No. 1452 - Queenstown South - "The Tin Church" (1900-1960)

Queenstown is the main town in West Coast region and is named in honour of Queen Victoria. At one time it was Tasmania's third largest town. Like all towns on the west coast it has a long history of mining. Queenstown South is a southern suburb of the town that spread along the road leading to Lynchford and straddled the Queen River.

The Methodist Church at Queenstown South was officially opened on Sunday 1 July 1900. It was a corrugated iron building that was used for about 60 years as a Sunday school and for church services. In 1960 it was decided to transport children and the congregation to Queenstown Methodist Church rather than meet separately. The building was sold and a store was built on the site.

A brief report concerning the opening of the church appears in the 'Mount Lyell Standard':

"Yesterday afternoon the church which has been erected by the Wesleyan denomination in South Queenstown, opposite the Railway Hotel, was opened by a service which was conducted by the Rev. J. A. Gault in the presence of a large congregation. The building is substantially constructed of corrugated iron, and "should admirably suit the convenience of the residents in the suburb who are debarred by inclement weather from walking into the town for devotional purposes. In the evening another service was held in the church, Mr Geo. Pullen officiating".
━━━━
= INSTRUCTIONS =
(A) Summarize the text on the Queenstown South church in two sentences.
(B) According to the text on the Queenstown South church, who conducted the service that opened the church?
(C) Translate this sentence from the text on the Queenstown South church into Spanish: "The building was sold and a store was built on the site."
━━━━
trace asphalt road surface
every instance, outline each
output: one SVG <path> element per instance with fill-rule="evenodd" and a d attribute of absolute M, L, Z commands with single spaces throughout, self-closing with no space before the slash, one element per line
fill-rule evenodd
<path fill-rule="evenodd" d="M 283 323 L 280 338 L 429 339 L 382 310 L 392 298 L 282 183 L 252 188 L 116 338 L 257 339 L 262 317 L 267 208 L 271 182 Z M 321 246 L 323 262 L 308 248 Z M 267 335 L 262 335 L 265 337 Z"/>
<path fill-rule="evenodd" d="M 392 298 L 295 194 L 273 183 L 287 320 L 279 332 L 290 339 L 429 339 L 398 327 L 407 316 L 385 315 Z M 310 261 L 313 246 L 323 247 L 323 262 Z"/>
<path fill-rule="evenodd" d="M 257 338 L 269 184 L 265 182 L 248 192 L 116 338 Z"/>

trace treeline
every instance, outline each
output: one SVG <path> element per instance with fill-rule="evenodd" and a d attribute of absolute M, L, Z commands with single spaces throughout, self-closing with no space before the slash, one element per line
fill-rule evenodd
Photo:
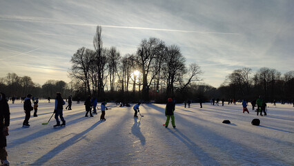
<path fill-rule="evenodd" d="M 135 53 L 121 56 L 115 47 L 103 47 L 101 32 L 97 26 L 94 49 L 81 47 L 70 60 L 70 76 L 80 86 L 77 93 L 98 100 L 160 102 L 200 80 L 200 67 L 195 63 L 186 66 L 177 46 L 150 37 L 142 39 Z"/>
<path fill-rule="evenodd" d="M 192 63 L 187 66 L 177 46 L 150 37 L 142 39 L 135 53 L 121 56 L 115 47 L 103 47 L 101 32 L 97 26 L 93 49 L 81 47 L 72 56 L 70 83 L 48 80 L 41 86 L 29 76 L 8 73 L 0 80 L 0 91 L 10 97 L 32 93 L 45 98 L 54 98 L 59 91 L 63 98 L 72 95 L 73 100 L 91 95 L 99 101 L 123 102 L 163 103 L 170 97 L 179 102 L 211 98 L 251 100 L 259 95 L 266 101 L 294 98 L 294 71 L 282 75 L 273 68 L 262 68 L 253 73 L 244 68 L 233 71 L 216 89 L 197 82 L 202 73 L 199 66 Z"/>
<path fill-rule="evenodd" d="M 244 68 L 233 71 L 218 88 L 215 98 L 253 100 L 262 95 L 267 102 L 293 101 L 294 71 L 283 75 L 274 68 L 263 67 L 255 73 Z"/>
<path fill-rule="evenodd" d="M 34 83 L 29 76 L 20 77 L 14 73 L 0 78 L 0 91 L 10 98 L 26 97 L 30 93 L 37 98 L 55 98 L 56 92 L 61 92 L 63 96 L 67 97 L 74 93 L 74 89 L 70 85 L 61 80 L 48 80 L 41 86 Z"/>

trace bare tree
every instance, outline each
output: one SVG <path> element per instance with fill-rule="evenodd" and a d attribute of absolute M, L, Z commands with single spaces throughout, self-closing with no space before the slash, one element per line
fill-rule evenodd
<path fill-rule="evenodd" d="M 186 59 L 182 55 L 178 46 L 172 45 L 168 47 L 164 68 L 168 96 L 174 95 L 175 82 L 181 80 L 183 73 L 186 73 L 185 62 Z"/>
<path fill-rule="evenodd" d="M 250 86 L 250 74 L 251 73 L 252 69 L 249 68 L 243 68 L 242 71 L 242 75 L 243 77 L 243 81 L 245 84 L 247 95 L 249 95 L 249 86 Z"/>
<path fill-rule="evenodd" d="M 157 49 L 159 44 L 160 40 L 157 38 L 150 37 L 148 40 L 143 39 L 137 51 L 137 62 L 143 77 L 142 95 L 143 100 L 145 101 L 149 101 L 149 87 L 155 77 L 155 75 L 151 76 L 149 75 L 153 73 L 151 64 L 159 51 Z"/>
<path fill-rule="evenodd" d="M 115 82 L 116 75 L 117 73 L 117 66 L 119 64 L 119 59 L 121 58 L 120 53 L 117 50 L 115 47 L 111 47 L 108 51 L 107 57 L 108 59 L 108 73 L 109 80 L 110 82 L 110 91 L 115 91 Z"/>
<path fill-rule="evenodd" d="M 82 47 L 77 50 L 70 60 L 72 66 L 70 76 L 82 81 L 88 95 L 91 95 L 90 66 L 91 66 L 91 60 L 93 59 L 92 56 L 94 55 L 91 50 Z"/>
<path fill-rule="evenodd" d="M 96 29 L 96 34 L 93 39 L 93 46 L 95 50 L 96 63 L 97 66 L 97 76 L 98 76 L 98 96 L 103 97 L 104 94 L 105 86 L 105 71 L 106 64 L 106 57 L 105 52 L 104 52 L 103 42 L 102 42 L 102 28 L 98 26 Z"/>
<path fill-rule="evenodd" d="M 201 81 L 202 80 L 199 78 L 201 74 L 202 74 L 202 71 L 200 69 L 200 66 L 196 63 L 190 64 L 188 71 L 188 80 L 184 84 L 180 82 L 180 84 L 182 84 L 180 92 L 182 92 L 191 82 Z"/>

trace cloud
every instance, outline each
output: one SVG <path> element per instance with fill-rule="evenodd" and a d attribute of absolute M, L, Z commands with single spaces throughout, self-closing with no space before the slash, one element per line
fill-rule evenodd
<path fill-rule="evenodd" d="M 0 70 L 30 73 L 33 67 L 37 77 L 41 68 L 46 78 L 60 72 L 63 79 L 77 50 L 93 48 L 101 25 L 104 46 L 115 46 L 122 55 L 150 37 L 179 46 L 187 62 L 199 64 L 204 81 L 215 86 L 243 67 L 284 73 L 293 70 L 293 7 L 286 0 L 3 1 Z"/>

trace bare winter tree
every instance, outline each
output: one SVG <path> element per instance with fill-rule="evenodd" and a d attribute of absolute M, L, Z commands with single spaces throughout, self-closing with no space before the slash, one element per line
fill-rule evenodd
<path fill-rule="evenodd" d="M 249 68 L 243 68 L 242 71 L 241 73 L 242 77 L 244 83 L 246 86 L 246 89 L 247 92 L 247 95 L 249 95 L 249 86 L 250 86 L 250 74 L 251 73 L 252 69 Z"/>
<path fill-rule="evenodd" d="M 96 63 L 97 66 L 97 76 L 98 76 L 98 93 L 97 95 L 100 98 L 104 95 L 104 86 L 106 84 L 105 71 L 106 64 L 107 62 L 106 56 L 104 51 L 102 42 L 102 28 L 98 26 L 96 29 L 96 34 L 93 39 L 93 46 L 95 50 Z"/>
<path fill-rule="evenodd" d="M 72 66 L 70 76 L 82 81 L 88 95 L 91 95 L 90 66 L 91 66 L 91 60 L 93 59 L 93 56 L 94 55 L 91 50 L 82 47 L 77 50 L 77 53 L 73 55 L 70 60 Z"/>
<path fill-rule="evenodd" d="M 158 44 L 157 47 L 156 48 L 156 56 L 155 60 L 153 61 L 153 75 L 155 77 L 155 88 L 157 90 L 159 89 L 159 86 L 161 82 L 163 81 L 164 75 L 162 72 L 162 65 L 164 63 L 164 59 L 166 57 L 167 48 L 165 45 L 165 43 L 163 41 L 160 41 Z"/>
<path fill-rule="evenodd" d="M 174 95 L 175 82 L 182 79 L 183 73 L 186 73 L 185 62 L 186 59 L 178 46 L 172 45 L 168 47 L 164 68 L 167 96 Z"/>
<path fill-rule="evenodd" d="M 193 63 L 189 65 L 188 70 L 188 78 L 186 83 L 179 82 L 181 84 L 180 92 L 182 92 L 188 86 L 193 82 L 201 81 L 199 75 L 202 74 L 202 71 L 196 63 Z"/>
<path fill-rule="evenodd" d="M 143 39 L 137 51 L 137 62 L 143 77 L 142 98 L 145 101 L 149 101 L 149 87 L 155 77 L 154 75 L 150 75 L 153 74 L 151 64 L 159 51 L 157 47 L 160 43 L 157 38 Z"/>
<path fill-rule="evenodd" d="M 108 73 L 109 80 L 110 83 L 110 91 L 115 91 L 115 83 L 116 75 L 117 74 L 117 67 L 119 65 L 119 59 L 121 59 L 120 53 L 117 50 L 115 47 L 111 47 L 108 50 L 107 57 L 108 59 Z"/>
<path fill-rule="evenodd" d="M 264 91 L 266 100 L 268 100 L 268 82 L 271 81 L 271 69 L 268 68 L 261 68 L 255 75 L 257 84 L 260 84 Z"/>

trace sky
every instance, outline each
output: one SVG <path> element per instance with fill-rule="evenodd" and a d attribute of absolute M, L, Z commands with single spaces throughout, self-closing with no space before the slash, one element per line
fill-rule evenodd
<path fill-rule="evenodd" d="M 215 87 L 244 67 L 284 74 L 294 70 L 293 8 L 293 0 L 0 0 L 0 77 L 69 82 L 71 57 L 94 49 L 97 26 L 103 46 L 122 56 L 150 37 L 178 46 Z"/>

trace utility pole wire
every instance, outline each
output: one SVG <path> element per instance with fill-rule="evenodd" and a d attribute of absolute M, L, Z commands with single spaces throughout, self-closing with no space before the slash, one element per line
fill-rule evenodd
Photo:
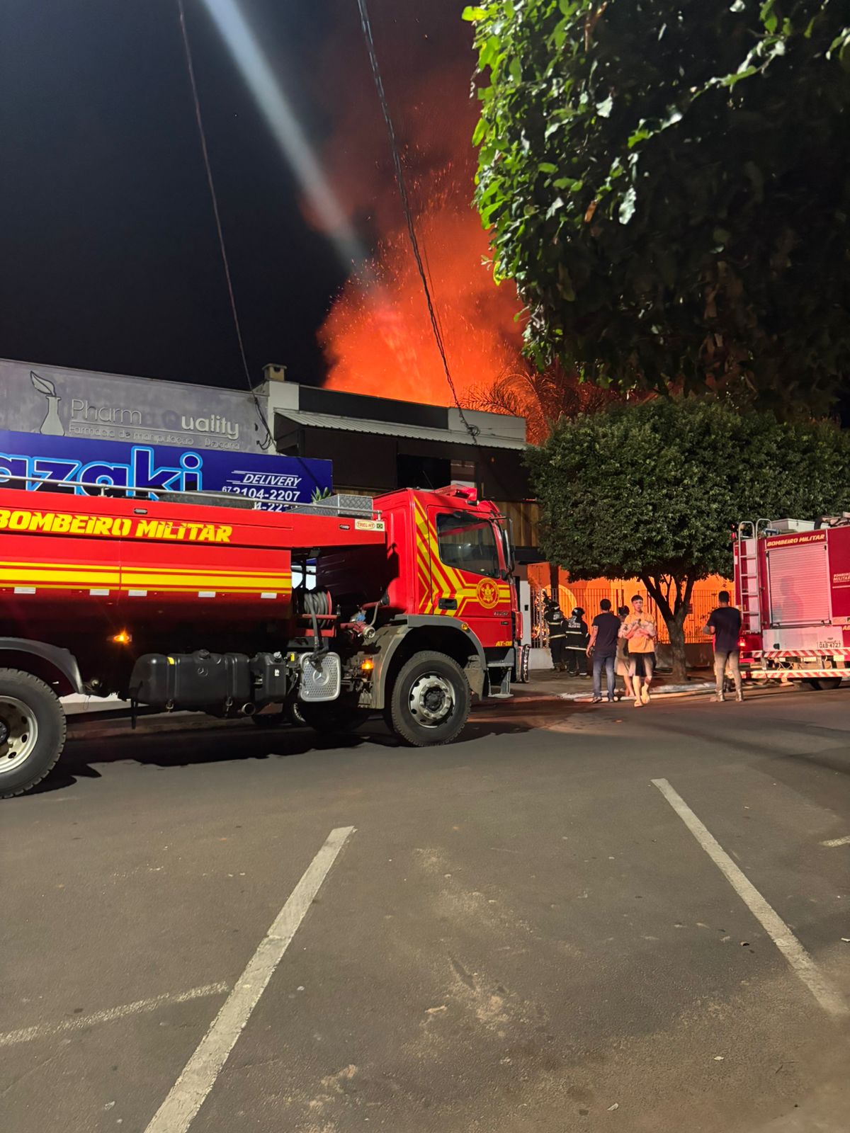
<path fill-rule="evenodd" d="M 215 231 L 219 235 L 219 249 L 221 252 L 221 262 L 224 266 L 224 280 L 227 281 L 228 296 L 230 298 L 230 310 L 233 316 L 233 326 L 236 329 L 236 339 L 239 343 L 239 356 L 243 360 L 243 370 L 245 372 L 245 381 L 248 384 L 248 392 L 254 400 L 254 408 L 257 411 L 257 417 L 263 424 L 265 434 L 267 436 L 267 442 L 262 445 L 263 449 L 274 449 L 274 437 L 272 436 L 272 431 L 269 428 L 269 421 L 265 414 L 263 412 L 263 407 L 260 404 L 260 398 L 257 398 L 254 391 L 254 384 L 250 381 L 250 370 L 248 369 L 248 359 L 245 355 L 245 342 L 243 340 L 241 324 L 239 323 L 239 313 L 236 307 L 236 296 L 233 293 L 233 281 L 230 276 L 230 264 L 228 262 L 227 248 L 224 246 L 224 230 L 221 225 L 221 214 L 219 213 L 219 198 L 215 194 L 215 182 L 212 176 L 212 165 L 210 164 L 210 152 L 206 147 L 206 133 L 204 130 L 204 119 L 201 114 L 201 100 L 197 93 L 197 83 L 195 82 L 195 67 L 192 61 L 192 48 L 189 46 L 189 35 L 186 29 L 186 12 L 184 10 L 182 0 L 177 0 L 177 10 L 180 17 L 180 32 L 182 33 L 182 45 L 186 53 L 186 68 L 189 73 L 189 84 L 192 85 L 192 99 L 195 104 L 195 121 L 197 122 L 198 136 L 201 138 L 201 152 L 204 156 L 204 169 L 206 170 L 206 184 L 210 187 L 210 197 L 212 198 L 213 214 L 215 215 Z"/>
<path fill-rule="evenodd" d="M 475 425 L 470 425 L 464 414 L 464 407 L 460 404 L 458 398 L 458 391 L 454 389 L 454 381 L 451 376 L 451 370 L 449 369 L 449 359 L 445 355 L 445 343 L 443 342 L 443 335 L 440 330 L 440 323 L 436 317 L 436 312 L 434 310 L 434 304 L 431 298 L 431 288 L 428 287 L 427 274 L 425 272 L 425 266 L 422 261 L 422 254 L 419 252 L 419 241 L 416 237 L 416 225 L 414 224 L 414 215 L 410 208 L 410 199 L 407 195 L 407 185 L 405 184 L 405 171 L 401 167 L 401 155 L 399 153 L 399 145 L 396 139 L 396 129 L 392 125 L 392 116 L 390 114 L 390 107 L 386 101 L 386 92 L 384 91 L 383 78 L 381 77 L 381 68 L 377 62 L 377 52 L 375 51 L 375 41 L 372 36 L 372 23 L 369 20 L 368 9 L 366 7 L 366 0 L 357 0 L 357 7 L 360 11 L 360 26 L 363 28 L 363 35 L 366 40 L 366 49 L 368 51 L 369 65 L 372 67 L 372 77 L 375 80 L 375 88 L 377 91 L 377 97 L 381 103 L 381 112 L 386 122 L 386 133 L 390 137 L 390 152 L 392 154 L 392 168 L 396 173 L 396 185 L 398 186 L 399 196 L 401 197 L 401 207 L 405 211 L 405 221 L 407 223 L 407 235 L 410 240 L 410 247 L 414 252 L 414 258 L 416 261 L 416 269 L 419 273 L 419 279 L 422 280 L 422 287 L 425 292 L 425 301 L 428 305 L 428 317 L 431 320 L 431 329 L 434 332 L 434 339 L 436 340 L 436 348 L 440 351 L 440 357 L 443 363 L 443 370 L 445 372 L 445 381 L 449 383 L 449 389 L 454 398 L 454 404 L 457 406 L 458 412 L 460 414 L 460 419 L 462 420 L 467 433 L 473 438 L 477 441 L 478 429 Z"/>

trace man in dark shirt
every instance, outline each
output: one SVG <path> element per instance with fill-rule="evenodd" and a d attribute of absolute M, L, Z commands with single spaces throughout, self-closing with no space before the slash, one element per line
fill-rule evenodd
<path fill-rule="evenodd" d="M 600 603 L 601 614 L 597 614 L 590 627 L 590 641 L 587 656 L 593 655 L 593 702 L 602 704 L 602 668 L 605 668 L 605 685 L 609 704 L 614 701 L 614 662 L 617 659 L 617 639 L 620 636 L 620 619 L 611 613 L 611 603 L 603 598 Z"/>
<path fill-rule="evenodd" d="M 567 672 L 571 676 L 589 676 L 587 663 L 587 622 L 581 606 L 576 606 L 563 623 L 567 633 Z M 583 673 L 581 670 L 587 672 Z"/>
<path fill-rule="evenodd" d="M 546 620 L 546 629 L 549 631 L 549 649 L 552 654 L 552 668 L 554 668 L 556 673 L 562 673 L 567 632 L 563 628 L 563 614 L 561 613 L 561 607 L 552 598 L 546 598 L 544 616 Z"/>
<path fill-rule="evenodd" d="M 736 700 L 743 700 L 738 646 L 741 632 L 741 612 L 730 605 L 729 590 L 721 590 L 717 595 L 717 608 L 709 614 L 703 632 L 714 637 L 714 680 L 717 700 L 723 701 L 723 681 L 726 668 L 734 681 Z"/>

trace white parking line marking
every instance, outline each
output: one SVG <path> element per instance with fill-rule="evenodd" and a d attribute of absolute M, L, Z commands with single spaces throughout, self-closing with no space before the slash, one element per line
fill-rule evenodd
━━━━
= TASK-BY-TASK RESULTS =
(A) The Methodist Church at Queenstown South, a corrugated iron building officially opened on Sunday 1 July 1900, served for about 60 years as a Sunday school and for church services. In 1960 it was decided to take the children and congregation to Queenstown Methodist Church instead, and the building was sold and a store built on the site.

(B) The Rev. J. A. Gault.

(C) El edificio se vendió y se construyó una tienda en el terreno.